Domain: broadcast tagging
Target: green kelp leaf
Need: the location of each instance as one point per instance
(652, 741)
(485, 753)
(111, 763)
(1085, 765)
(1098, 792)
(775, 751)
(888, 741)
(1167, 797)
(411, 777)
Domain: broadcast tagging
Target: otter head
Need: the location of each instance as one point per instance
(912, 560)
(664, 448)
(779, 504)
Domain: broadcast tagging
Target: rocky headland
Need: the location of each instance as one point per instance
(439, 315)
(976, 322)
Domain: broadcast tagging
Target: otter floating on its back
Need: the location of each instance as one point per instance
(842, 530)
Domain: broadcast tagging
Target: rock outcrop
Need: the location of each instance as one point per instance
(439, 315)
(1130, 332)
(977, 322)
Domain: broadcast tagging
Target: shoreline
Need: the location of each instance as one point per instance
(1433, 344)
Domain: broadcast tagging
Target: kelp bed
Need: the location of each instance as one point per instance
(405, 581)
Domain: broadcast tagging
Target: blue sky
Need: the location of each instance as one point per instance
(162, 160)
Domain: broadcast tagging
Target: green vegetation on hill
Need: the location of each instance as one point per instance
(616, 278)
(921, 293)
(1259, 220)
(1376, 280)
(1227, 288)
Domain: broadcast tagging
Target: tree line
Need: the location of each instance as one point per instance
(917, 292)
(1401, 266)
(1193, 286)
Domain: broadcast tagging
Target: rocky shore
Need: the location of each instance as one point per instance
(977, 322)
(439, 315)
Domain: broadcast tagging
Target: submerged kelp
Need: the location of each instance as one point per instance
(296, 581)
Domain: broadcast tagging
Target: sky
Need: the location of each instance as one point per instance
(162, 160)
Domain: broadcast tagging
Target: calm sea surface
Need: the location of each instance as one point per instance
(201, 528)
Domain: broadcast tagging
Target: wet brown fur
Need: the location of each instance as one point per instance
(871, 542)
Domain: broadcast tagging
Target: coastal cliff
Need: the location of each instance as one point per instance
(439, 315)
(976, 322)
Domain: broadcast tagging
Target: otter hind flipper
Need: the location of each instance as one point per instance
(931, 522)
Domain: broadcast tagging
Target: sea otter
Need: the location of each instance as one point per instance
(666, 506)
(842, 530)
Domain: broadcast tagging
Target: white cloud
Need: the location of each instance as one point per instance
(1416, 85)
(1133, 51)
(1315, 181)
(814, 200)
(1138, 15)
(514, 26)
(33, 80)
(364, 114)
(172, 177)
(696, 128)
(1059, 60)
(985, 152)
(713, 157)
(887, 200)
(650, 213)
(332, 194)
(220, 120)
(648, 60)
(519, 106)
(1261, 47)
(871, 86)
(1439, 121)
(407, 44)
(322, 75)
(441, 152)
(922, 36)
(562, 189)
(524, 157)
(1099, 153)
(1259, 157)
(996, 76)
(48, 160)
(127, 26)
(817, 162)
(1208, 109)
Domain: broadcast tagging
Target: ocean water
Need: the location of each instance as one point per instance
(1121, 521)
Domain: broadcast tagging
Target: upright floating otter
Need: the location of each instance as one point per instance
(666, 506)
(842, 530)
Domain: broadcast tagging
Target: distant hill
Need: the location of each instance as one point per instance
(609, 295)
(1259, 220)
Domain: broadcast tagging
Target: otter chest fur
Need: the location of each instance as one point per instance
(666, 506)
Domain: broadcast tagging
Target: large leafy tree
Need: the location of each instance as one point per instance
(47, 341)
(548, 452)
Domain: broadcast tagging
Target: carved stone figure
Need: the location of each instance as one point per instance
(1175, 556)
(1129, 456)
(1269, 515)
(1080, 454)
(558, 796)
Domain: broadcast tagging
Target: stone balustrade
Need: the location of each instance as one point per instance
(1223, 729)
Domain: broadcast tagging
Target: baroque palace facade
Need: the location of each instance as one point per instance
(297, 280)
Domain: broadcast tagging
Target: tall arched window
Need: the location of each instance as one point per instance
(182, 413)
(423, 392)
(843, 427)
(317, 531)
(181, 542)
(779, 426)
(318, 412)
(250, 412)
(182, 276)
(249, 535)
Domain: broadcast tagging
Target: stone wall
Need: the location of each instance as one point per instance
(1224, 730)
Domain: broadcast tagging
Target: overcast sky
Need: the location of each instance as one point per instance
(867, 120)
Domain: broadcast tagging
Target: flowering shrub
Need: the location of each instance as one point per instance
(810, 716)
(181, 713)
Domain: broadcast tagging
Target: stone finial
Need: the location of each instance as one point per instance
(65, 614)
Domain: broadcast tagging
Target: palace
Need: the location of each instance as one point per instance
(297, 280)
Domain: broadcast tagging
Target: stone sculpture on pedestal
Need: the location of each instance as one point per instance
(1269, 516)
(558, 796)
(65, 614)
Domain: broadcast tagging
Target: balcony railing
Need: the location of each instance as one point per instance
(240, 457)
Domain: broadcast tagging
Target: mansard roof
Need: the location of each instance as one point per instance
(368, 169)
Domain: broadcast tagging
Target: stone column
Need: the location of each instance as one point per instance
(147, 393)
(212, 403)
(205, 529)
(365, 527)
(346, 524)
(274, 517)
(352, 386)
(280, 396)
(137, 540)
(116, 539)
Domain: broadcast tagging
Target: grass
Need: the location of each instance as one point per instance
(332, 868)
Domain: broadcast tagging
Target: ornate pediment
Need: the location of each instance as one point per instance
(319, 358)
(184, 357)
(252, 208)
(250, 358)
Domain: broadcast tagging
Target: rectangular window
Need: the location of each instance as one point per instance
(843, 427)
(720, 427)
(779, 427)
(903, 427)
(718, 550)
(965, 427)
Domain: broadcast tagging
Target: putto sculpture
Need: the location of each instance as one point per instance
+ + + + +
▶ WHAT TO PRODUCE
Which lines in the data above hold the string "sculpture"? Return each of them.

▶ ANSWER TO THIS PROBLEM
Target: stone sculpture on pedestal
Target: putto sculpture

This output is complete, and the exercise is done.